------ GIVEN RECORDS
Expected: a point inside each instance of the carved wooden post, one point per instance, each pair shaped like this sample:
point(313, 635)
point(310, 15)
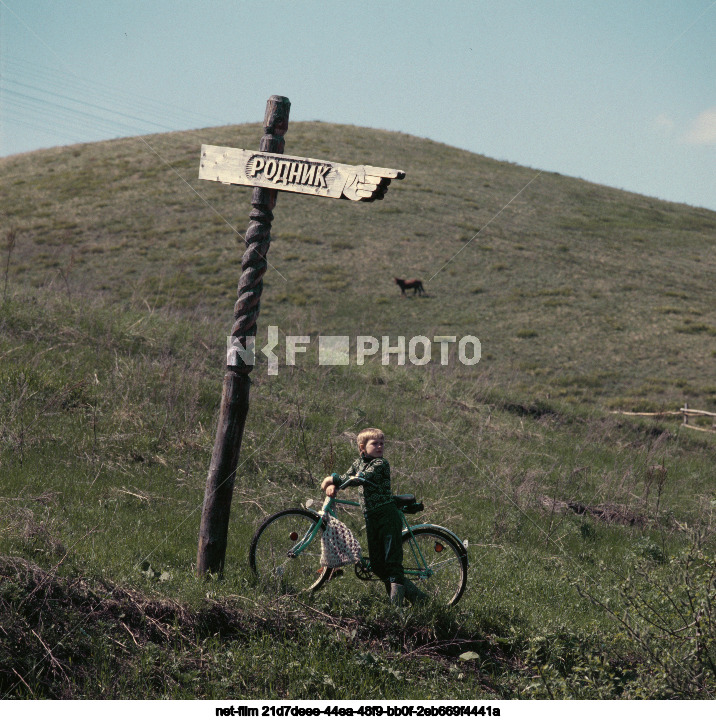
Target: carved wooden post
point(269, 171)
point(213, 532)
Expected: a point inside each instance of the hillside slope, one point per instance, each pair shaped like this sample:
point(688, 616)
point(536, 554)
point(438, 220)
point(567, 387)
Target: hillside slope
point(574, 289)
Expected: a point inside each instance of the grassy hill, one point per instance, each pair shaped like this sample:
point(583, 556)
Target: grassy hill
point(119, 277)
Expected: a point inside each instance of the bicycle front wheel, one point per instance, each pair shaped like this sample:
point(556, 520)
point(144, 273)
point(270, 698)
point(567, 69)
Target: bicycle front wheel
point(436, 563)
point(281, 556)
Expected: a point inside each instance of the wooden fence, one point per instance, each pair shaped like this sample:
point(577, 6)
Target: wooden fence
point(686, 413)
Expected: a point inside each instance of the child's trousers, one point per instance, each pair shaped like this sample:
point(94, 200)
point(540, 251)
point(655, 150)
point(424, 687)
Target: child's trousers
point(385, 545)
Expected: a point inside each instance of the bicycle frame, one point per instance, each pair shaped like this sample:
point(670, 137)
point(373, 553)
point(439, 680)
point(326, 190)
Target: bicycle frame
point(423, 570)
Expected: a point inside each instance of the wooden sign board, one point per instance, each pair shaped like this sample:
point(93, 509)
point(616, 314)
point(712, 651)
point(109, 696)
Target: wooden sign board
point(325, 178)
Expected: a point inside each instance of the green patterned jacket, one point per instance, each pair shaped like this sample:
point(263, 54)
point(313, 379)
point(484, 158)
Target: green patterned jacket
point(376, 471)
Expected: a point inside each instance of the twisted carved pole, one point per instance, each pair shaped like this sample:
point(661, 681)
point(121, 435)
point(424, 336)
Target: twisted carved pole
point(214, 528)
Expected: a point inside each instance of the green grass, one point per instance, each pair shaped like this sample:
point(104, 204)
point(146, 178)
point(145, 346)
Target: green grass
point(118, 287)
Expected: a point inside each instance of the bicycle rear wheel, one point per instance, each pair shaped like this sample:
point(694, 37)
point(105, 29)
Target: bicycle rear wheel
point(443, 574)
point(273, 557)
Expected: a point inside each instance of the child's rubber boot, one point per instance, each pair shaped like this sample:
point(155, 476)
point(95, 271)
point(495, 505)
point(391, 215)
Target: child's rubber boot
point(397, 592)
point(414, 594)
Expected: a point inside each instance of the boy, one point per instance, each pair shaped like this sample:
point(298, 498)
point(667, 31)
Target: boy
point(383, 524)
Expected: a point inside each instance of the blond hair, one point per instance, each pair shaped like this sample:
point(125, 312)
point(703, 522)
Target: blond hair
point(369, 434)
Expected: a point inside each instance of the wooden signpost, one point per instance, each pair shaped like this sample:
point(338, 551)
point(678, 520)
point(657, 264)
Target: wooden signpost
point(268, 171)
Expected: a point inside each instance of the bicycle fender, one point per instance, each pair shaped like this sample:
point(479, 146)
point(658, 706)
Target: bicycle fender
point(432, 526)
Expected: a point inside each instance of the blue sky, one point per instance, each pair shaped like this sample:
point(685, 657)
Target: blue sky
point(616, 92)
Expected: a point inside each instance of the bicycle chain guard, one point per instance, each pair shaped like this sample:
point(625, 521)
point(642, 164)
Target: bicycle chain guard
point(363, 572)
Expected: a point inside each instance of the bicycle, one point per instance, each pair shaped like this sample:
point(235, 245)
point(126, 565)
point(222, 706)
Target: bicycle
point(285, 552)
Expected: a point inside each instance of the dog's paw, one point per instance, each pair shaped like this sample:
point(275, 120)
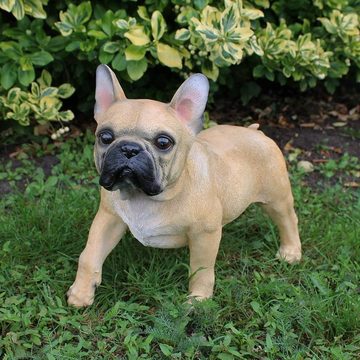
------------
▸ **WORK INSTRUCTION**: Copy all the lines of data exactly as they appear, dropping any images.

▸ **EXPECTED ANSWER**:
Expected: a point inside each instance of the carved wooden post, one point per instance, each pair shaped like this sample:
point(313, 635)
point(310, 15)
Target: carved wooden post
point(269, 171)
point(213, 532)
Expected: a point inside each instance of the hillside slope, one point per instance, each pair shaped like this sample:
point(688, 616)
point(536, 554)
point(438, 220)
point(567, 387)
Target: hillside slope
point(574, 289)
Expected: a point inside each instance of the grassy hill, one point per instance, each pair shaped like this sample:
point(583, 556)
Target: grassy hill
point(119, 277)
Expected: a point inside each instance of the bicycle front wheel, one point per instance, each pair shaped like this sample:
point(556, 520)
point(144, 273)
point(270, 698)
point(567, 69)
Target: bicycle front wheel
point(436, 563)
point(281, 556)
Expected: a point inside each instance of the wooden fence, one point per instance, each pair shaped like this sample:
point(577, 6)
Target: wooden fence
point(686, 413)
Expected: a point inside each instance of the child's trousers, one point per instance, each pair shaped like this sample:
point(94, 200)
point(540, 251)
point(655, 150)
point(424, 687)
Target: child's trousers
point(385, 545)
Expected: a point inside each instance of the bicycle frame, one point per instance, each pair shaped like this sample:
point(670, 137)
point(373, 553)
point(439, 680)
point(326, 190)
Target: bicycle frame
point(423, 570)
Expected: a point inside each instance of the wooden sign board, one point per instance, each pair shaped like this sample:
point(93, 509)
point(616, 314)
point(712, 651)
point(109, 696)
Target: wooden sign board
point(325, 178)
Expected: a point inside each instance of the green patterned jacket, one point per instance, each pair shaped like this sample:
point(263, 54)
point(313, 379)
point(484, 158)
Target: green patterned jacket
point(376, 471)
Expected: a point inside each instance of the twisted carved pole, one point per instance, each pair shaped like this sample:
point(661, 681)
point(121, 435)
point(424, 336)
Target: twisted carved pole
point(214, 528)
Expected: a point inside each instance of the green grass, one point per instance, each pair shaped like this sample:
point(104, 204)
point(146, 178)
point(145, 346)
Target: green grass
point(118, 287)
Expected: a point inside each instance of the bicycle rear wheel, one point per instance, each pair shaped like this sample:
point(694, 37)
point(105, 29)
Target: bicycle rear wheel
point(443, 574)
point(273, 557)
Expected: a point inside each instance of the child's rubber boot, one point per instance, each pair shaped like this sample:
point(155, 476)
point(95, 271)
point(495, 505)
point(391, 215)
Target: child's rubber boot
point(397, 592)
point(414, 594)
Expected: a point inside each instance of the boy, one point per instance, each pair shaped like this sample:
point(298, 498)
point(667, 31)
Target: boy
point(383, 524)
Expected: a point inside each instance of the blond hair, one point per instance, each pair shaped like this sample:
point(125, 312)
point(703, 522)
Target: blond hair
point(369, 434)
Expected: a point inside each instance of the wooden signpost, one point per instance, each pair shaped like this sample:
point(338, 551)
point(678, 520)
point(657, 264)
Target: wooden signpost
point(268, 171)
Expected: a point inside each instance of the bicycle fender, one point per instance, each pair shaped like this sample:
point(479, 146)
point(658, 706)
Target: bicycle fender
point(432, 526)
Expected: a point inside each instance of the blue sky, one point per instance, each pair shaped like this sample:
point(685, 657)
Target: blue sky
point(616, 92)
Expected: a point inside each instance of the bicycle chain guard, one point per instance, each pair shaped like this sample:
point(625, 521)
point(642, 164)
Target: bicycle chain guard
point(363, 572)
Expected: a point inside each instance of the bicycle, one point per instance, each pair shaped like this sample:
point(235, 245)
point(126, 565)
point(222, 706)
Target: bicycle
point(285, 552)
Expected: a point inside each instance of the dog's paw, one point per instance, each pair shaped like this sample:
point(275, 120)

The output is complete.